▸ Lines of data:
◇ ◇ ◇ ◇ ◇ ◇ ◇
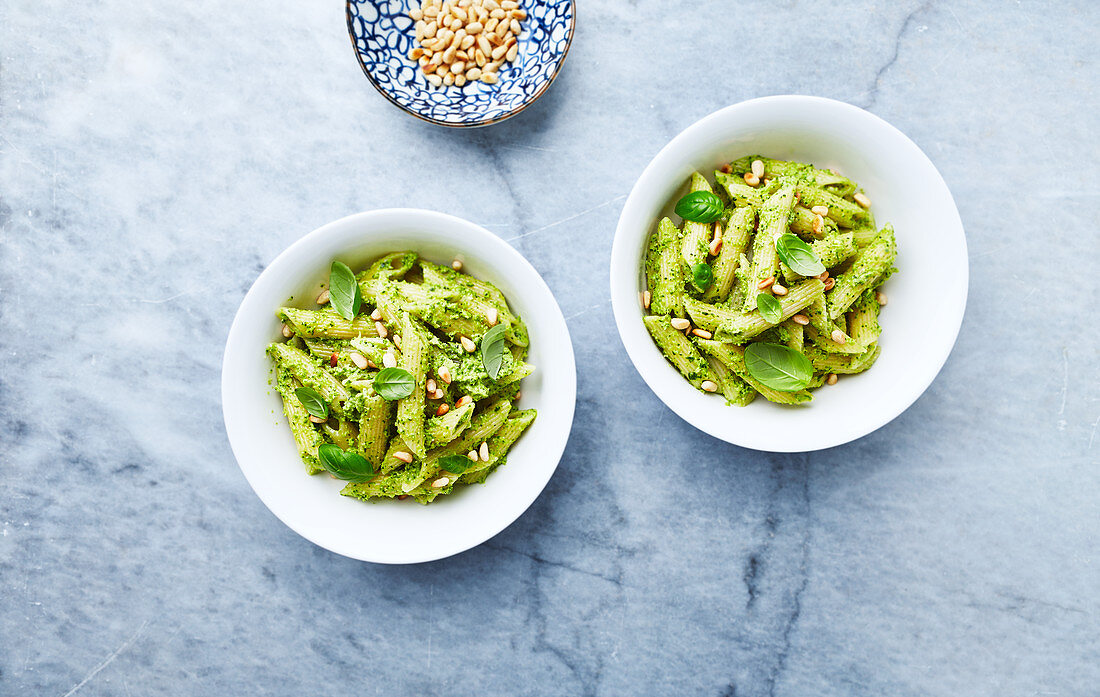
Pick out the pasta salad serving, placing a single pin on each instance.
(402, 382)
(772, 283)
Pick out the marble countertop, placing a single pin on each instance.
(154, 157)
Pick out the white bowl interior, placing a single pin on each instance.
(926, 296)
(394, 531)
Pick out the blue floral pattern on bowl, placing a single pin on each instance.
(383, 35)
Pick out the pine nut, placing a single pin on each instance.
(359, 360)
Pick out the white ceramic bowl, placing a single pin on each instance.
(394, 532)
(926, 296)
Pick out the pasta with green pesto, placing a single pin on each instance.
(403, 379)
(772, 283)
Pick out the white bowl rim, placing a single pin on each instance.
(476, 238)
(625, 267)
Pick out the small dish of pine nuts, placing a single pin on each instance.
(461, 63)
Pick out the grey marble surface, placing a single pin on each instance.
(155, 156)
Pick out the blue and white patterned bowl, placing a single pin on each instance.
(382, 34)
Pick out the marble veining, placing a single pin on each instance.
(154, 158)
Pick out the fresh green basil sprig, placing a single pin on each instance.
(343, 290)
(700, 207)
(312, 401)
(798, 255)
(778, 366)
(493, 349)
(394, 384)
(344, 465)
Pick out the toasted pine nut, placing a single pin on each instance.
(359, 360)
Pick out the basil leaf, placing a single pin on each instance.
(770, 308)
(312, 401)
(702, 276)
(344, 465)
(798, 255)
(343, 290)
(700, 207)
(778, 366)
(493, 350)
(455, 464)
(394, 384)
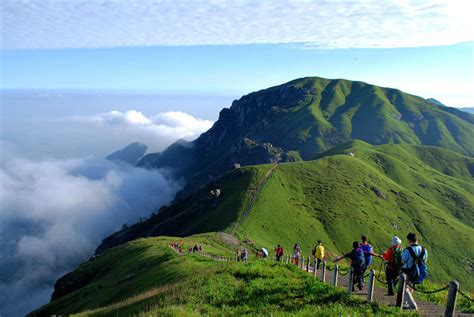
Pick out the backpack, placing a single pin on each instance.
(396, 263)
(419, 271)
(358, 260)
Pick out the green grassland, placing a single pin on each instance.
(308, 116)
(145, 277)
(381, 191)
(333, 198)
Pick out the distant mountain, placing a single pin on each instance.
(436, 102)
(352, 189)
(130, 154)
(469, 110)
(297, 120)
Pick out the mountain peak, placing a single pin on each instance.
(308, 116)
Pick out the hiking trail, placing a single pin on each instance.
(254, 197)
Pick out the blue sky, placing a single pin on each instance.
(443, 72)
(232, 48)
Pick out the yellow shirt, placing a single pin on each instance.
(320, 251)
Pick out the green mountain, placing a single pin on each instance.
(301, 177)
(381, 191)
(353, 189)
(147, 278)
(130, 154)
(308, 116)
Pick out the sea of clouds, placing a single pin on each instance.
(54, 212)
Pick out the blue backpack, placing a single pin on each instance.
(419, 271)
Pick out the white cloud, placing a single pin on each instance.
(157, 131)
(54, 214)
(328, 24)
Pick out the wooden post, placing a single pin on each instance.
(350, 281)
(452, 295)
(323, 272)
(402, 283)
(336, 274)
(370, 287)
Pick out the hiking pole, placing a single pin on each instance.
(381, 264)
◇ ◇ ◇ ◇ ◇ ◇ ◇
▸ EXERCISE AIM: Output exactly the lines from the one containing "Pick out the toasted" through the last line of the records above, both included, leaving out any pictures.

▸ WORKED ANSWER:
Pick out the toasted pine nut, placing a single pin on each instance.
(359, 360)
Pick out the basil leaf, placing a single pin on each instance.
(770, 308)
(312, 401)
(702, 276)
(344, 465)
(798, 255)
(343, 290)
(700, 207)
(778, 366)
(493, 350)
(455, 464)
(394, 384)
Pick out the backpack, placing a single pin on each instance.
(396, 263)
(419, 271)
(358, 260)
Pick out the green grassland, placing a single pin on each instance.
(308, 116)
(145, 277)
(381, 191)
(333, 198)
Pick out the distant mountain, placing a single pin on each instance.
(436, 102)
(352, 189)
(130, 154)
(469, 110)
(297, 120)
Pick out the mountain peak, placing a single pin on each instance.
(308, 116)
Pick out the hiking trail, placing a single pin on each instance.
(254, 197)
Pick out the blue sky, placing a single pin on each instance.
(443, 72)
(232, 48)
Pick out the yellow shirt, placing a single pin on each instance.
(320, 251)
Pick out the green mountain, placing a single pin on each instance.
(301, 177)
(381, 191)
(353, 189)
(147, 278)
(130, 154)
(308, 116)
Pick out the sea of clouds, placing a single pin on each instance.
(54, 212)
Pick out the blue backpack, placing a single pin on each instance.
(419, 271)
Pick out the white cloud, placing a single pin on each instance.
(157, 131)
(54, 214)
(328, 24)
Pick out the wooden post, placing a single pin on each instance.
(350, 281)
(452, 295)
(323, 272)
(402, 283)
(336, 274)
(370, 287)
Pick out the hiking pole, placing a single pin on each instance.
(381, 264)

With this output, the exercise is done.